#### What to do:
A - In the essay on working with law enforcement, rewrite everything from "It might come" down to "my own insecurities.", renaming "law enforcement agencies" as "police departments".
B - Tally the lines of the records that contain the string "query", matching case exactly, and reply with the number alone.

#### Source text:
It might come as a surprise to many of you who know me that, over the past few years, I’ve begun doing more and more work with law enforcement agencies. I was rather surprised myself. In truth, I didn’t see it coming as I stumbled into it against my own insecurities. 

Today, I’d like to share about why I’m working with law enforcement and what that looks like. Because I think it’s worth clarifying my role and bringing light to the topic, particularly in light of our country’s current relationship with law enforcement.

Several years ago, I gave a keynote about my concept on HUMAN Strategies™. Afterward, I was approached by a man who was retired military and had spent years doing leadership training and running programs for officers in all branches of the military. He said, “This stuff is phenomenal. They don’t teach this part of leadership in military school. They need this part.”

In spite of this, it’s not a niche I sought out. And frankly, I never, ever, in a million years would have considered that cops would be able to get any benefit from me since I’m not a veteran or a cop. I simply never saw myself as “qualified” for this.

But as fate would have it, a client referred me to the Washington County Sheriff’s Office (agency name used by permission of the Sheriff). The Chief Deputy was open to a meeting, it went well, and it resulted in several years of work up and down the ranks, from Sheriff to Sergeants, which lead to additional opportunities with 911 agencies, police departments, and other Sheriff’s offices. 

In many ways, it’s an industry that found me. I didn’t go looking for it. But once it showed up on my doorstep, I realized that my credential is that I’m not a cop. I’m not one of them, and therein lies my effectiveness. How ironic is that

Now, I’ve been coaching for nearly 20 years, and I’ve built corporations from 3 people to 85. I’ve been doing this stuff forever, working with Fortune 100 companies, non-profits, nurses, CEOs, and more. But when it comes to law enforcement, well… 

Let’s face it, it’s an industry that is truly a brother/sisterhood, a close-knit fraternity of people who are very guarded against those on the outside. It seems counterintuitive that my not being one of them turned out to be my advantage. 

So why does this work so well? Because I’m not there to tell them to be better cops. I’m not there to fix their police work. I’m not there to tell them how to handle difficult criminals or manage violent situations or handle a gun. I’m there for a part of the conversation that police struggle with: The HUMAN Strategy™ — communication, trust, and accountability. For an industry rooted in courage, they are often afraid to have the conversations that desperately need to be had within the walls of their agency.

At the risk of sounding like a starry-eyed idealist, I always felt my purpose in life was to change the world. Growing up, I wanted to fix it all. I was born in the 60s and brought to tears as a child by the images of the Vietnam War on television. I came of age amidst all the social unrest of the Civil Rights Movement, Nixon and Watergate, the fear of the 1973 oil crisis and the Iranian hostage crisis, and the insane inflation and recession period of the 80s… There was so much dysfunction, and all I wanted to do was fix it.

#### Collected data:
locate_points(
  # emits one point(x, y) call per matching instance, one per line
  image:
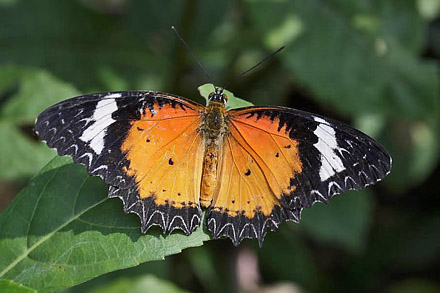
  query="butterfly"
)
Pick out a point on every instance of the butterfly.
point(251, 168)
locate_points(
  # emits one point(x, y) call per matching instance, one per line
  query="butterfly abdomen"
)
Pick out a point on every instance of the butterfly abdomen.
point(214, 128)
...
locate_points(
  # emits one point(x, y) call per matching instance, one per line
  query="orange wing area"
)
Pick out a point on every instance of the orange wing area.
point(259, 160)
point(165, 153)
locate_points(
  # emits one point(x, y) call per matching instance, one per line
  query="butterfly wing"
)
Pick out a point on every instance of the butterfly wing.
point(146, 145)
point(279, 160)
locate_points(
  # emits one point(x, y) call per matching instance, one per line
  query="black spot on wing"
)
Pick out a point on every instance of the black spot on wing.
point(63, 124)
---
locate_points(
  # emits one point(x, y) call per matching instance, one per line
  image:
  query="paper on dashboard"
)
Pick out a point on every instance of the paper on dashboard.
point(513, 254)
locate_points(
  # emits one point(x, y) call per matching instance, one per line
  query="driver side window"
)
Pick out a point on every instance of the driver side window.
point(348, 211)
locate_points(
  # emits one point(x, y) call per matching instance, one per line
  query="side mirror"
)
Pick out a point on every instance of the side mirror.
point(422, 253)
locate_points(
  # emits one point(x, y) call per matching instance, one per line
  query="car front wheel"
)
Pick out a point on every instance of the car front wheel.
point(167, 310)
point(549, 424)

#### Per-task outputs:
A -
It might come as a surprise to many of you who know me that, over the past few years, I’ve begun doing more and more work with police departments. I was rather surprised myself. In truth, I didn’t see it coming as I stumbled into it against my own insecurities.

B - 9